Baseball Game

Description

You’re now a baseball game point recorder.

Given a list of strings, each string can be one of the 4 following types:

  1. Integer (one round’s score): Directly represents the number of points you get in this round.
  2. "+" (one round’s score): Represents that the points you get in this round are the sum of the last two valid round’s points.
  3. "D" (one round’s score): Represents that the points you get in this round are the doubled data of the last valid round’s points.
  4. "C" (an operation, which isn’t a round’s score): Represents the last valid round’s points you get were invalid and should be removed.

Each round’s operation is permanent and could have an impact on the round before and the round after.

You need to return the sum of the points you could get in all the rounds.

Example 1:

Input: ["5","2","C","D","+"]
Output: 30
Explanation: 
Round 1: You could get 5 points. The sum is: 5.
Round 2: You could get 2 points. The sum is: 7.
Operation 1: The round 2's data was invalid. The sum is: 5.

### [Given data]
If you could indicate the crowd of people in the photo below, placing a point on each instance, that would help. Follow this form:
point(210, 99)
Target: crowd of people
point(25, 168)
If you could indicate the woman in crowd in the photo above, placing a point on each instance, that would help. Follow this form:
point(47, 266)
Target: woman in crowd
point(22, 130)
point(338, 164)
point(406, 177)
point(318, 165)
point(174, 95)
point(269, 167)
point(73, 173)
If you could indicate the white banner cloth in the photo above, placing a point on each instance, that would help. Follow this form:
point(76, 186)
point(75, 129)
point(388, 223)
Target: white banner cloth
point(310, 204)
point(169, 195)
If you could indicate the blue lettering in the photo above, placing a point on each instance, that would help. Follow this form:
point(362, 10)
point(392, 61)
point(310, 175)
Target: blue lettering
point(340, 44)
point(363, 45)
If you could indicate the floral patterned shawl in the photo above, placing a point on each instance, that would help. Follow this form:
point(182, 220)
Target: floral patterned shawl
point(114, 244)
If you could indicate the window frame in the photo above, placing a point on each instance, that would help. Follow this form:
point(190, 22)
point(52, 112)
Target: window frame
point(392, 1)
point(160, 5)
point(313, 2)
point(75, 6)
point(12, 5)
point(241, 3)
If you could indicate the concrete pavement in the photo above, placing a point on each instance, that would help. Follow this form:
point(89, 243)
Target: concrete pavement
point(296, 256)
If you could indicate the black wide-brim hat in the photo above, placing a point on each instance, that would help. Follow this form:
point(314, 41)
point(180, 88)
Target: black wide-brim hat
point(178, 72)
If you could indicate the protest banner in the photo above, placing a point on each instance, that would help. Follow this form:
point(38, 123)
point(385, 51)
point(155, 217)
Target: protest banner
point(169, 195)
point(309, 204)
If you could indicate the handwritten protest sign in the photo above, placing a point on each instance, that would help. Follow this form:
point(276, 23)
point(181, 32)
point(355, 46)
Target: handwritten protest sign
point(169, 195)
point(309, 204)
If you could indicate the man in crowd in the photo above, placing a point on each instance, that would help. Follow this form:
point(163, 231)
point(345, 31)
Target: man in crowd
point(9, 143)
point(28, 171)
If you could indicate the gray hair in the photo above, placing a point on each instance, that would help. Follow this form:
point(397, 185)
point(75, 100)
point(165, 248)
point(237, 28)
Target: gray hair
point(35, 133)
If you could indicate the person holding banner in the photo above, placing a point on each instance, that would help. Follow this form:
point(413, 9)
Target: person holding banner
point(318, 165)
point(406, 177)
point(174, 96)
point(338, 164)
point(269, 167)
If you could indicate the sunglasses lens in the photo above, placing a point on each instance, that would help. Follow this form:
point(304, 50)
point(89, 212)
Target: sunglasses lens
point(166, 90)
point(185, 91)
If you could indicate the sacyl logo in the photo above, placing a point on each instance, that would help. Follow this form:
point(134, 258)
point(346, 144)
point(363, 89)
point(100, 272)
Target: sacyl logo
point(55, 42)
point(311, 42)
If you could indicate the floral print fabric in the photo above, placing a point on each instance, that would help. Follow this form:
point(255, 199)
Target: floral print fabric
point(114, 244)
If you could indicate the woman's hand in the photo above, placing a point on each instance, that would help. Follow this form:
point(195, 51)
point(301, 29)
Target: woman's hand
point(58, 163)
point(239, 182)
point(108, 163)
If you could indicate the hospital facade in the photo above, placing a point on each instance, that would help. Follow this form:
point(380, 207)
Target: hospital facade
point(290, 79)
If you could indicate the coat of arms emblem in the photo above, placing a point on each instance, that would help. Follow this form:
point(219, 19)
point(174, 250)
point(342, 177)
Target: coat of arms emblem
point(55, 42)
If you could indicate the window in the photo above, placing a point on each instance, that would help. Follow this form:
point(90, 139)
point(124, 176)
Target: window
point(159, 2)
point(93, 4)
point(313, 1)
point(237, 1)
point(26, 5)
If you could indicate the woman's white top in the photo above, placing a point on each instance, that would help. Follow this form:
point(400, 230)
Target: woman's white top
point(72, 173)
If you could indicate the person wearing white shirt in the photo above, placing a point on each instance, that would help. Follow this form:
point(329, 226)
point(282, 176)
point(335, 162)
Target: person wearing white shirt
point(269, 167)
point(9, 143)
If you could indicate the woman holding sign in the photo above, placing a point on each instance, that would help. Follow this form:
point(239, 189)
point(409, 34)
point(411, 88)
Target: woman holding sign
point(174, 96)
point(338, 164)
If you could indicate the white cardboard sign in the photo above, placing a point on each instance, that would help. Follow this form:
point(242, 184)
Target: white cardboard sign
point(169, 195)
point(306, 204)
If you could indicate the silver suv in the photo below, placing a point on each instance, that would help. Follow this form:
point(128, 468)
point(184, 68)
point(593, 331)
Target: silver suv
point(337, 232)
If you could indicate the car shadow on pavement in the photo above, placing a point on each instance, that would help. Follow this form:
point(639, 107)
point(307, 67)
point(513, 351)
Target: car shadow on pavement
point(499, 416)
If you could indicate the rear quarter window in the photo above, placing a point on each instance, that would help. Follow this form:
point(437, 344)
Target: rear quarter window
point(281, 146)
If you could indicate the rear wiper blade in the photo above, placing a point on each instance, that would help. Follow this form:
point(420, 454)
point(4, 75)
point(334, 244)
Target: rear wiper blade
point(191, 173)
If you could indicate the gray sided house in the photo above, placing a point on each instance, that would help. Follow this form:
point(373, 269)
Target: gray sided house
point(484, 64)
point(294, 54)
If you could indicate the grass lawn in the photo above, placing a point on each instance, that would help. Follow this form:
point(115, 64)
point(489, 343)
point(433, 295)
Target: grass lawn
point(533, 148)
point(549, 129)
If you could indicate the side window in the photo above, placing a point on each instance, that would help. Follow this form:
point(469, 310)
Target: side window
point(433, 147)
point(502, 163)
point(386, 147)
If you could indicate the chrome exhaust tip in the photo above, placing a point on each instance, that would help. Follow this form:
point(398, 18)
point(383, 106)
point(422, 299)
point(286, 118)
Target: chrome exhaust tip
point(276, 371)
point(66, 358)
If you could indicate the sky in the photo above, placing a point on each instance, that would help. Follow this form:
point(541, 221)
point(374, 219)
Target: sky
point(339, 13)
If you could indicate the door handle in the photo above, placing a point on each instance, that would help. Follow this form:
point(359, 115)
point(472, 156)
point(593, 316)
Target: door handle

### [Task list]
1. Say whether each statement agrees with the Baseball Game text, answering yes or no and quoting the deciding words: (a) "C" counts as one round's score. (b) "+" gives the sum of the last two valid rounds' points. (c) "D" triples the last valid round's points.
2. Pick up the Baseball Game text after its last line and continue it.
The material above is separate from the Baseball Game text.

### [Results for each task]
1.
(a) No: "(an operation, which isn’t a round’s score)"
(b) Yes: "the points you get in this round are the sum of the last two valid round’s points"
(c) No: "the points you get in this round are the doubled data of the last valid round’s points"

2.
Round 3: You could get 10 points (the round 2's data has been removed). The sum is: 15.
Round 4: You could get 5 + 10 = 15 points. The sum is: 30.

Example 2:

Input: ["5","-2","4","C","D","9","+","+"]
Output: 27
Explanation: 
Round 1: You could get 5 points. The sum is: 5.
Round 2: You could get -2 points. The sum is: 3.
Round 3: You could get 4 points. The sum is: 7.
Operation 1: The round 3's data is invalid. The sum is: 3.  
Round 4: You could get -4 points (the round 3's data has been removed). The sum is: -1.
Round 5: You could get 9 points. The sum is: 8.
Round 6: You could get -4 + 9 = 5 points. The sum is 13.
Round 7: You could get 9 + 5 = 14 points. The sum is 27.

Note:

思路

整数代表所得分数;+代表所得分数为最后两回合的有效分数的和;D代表所得分数为最后一回合的有效分数的两倍;C代表最后一回合的分数无效。按题意计算分数即可。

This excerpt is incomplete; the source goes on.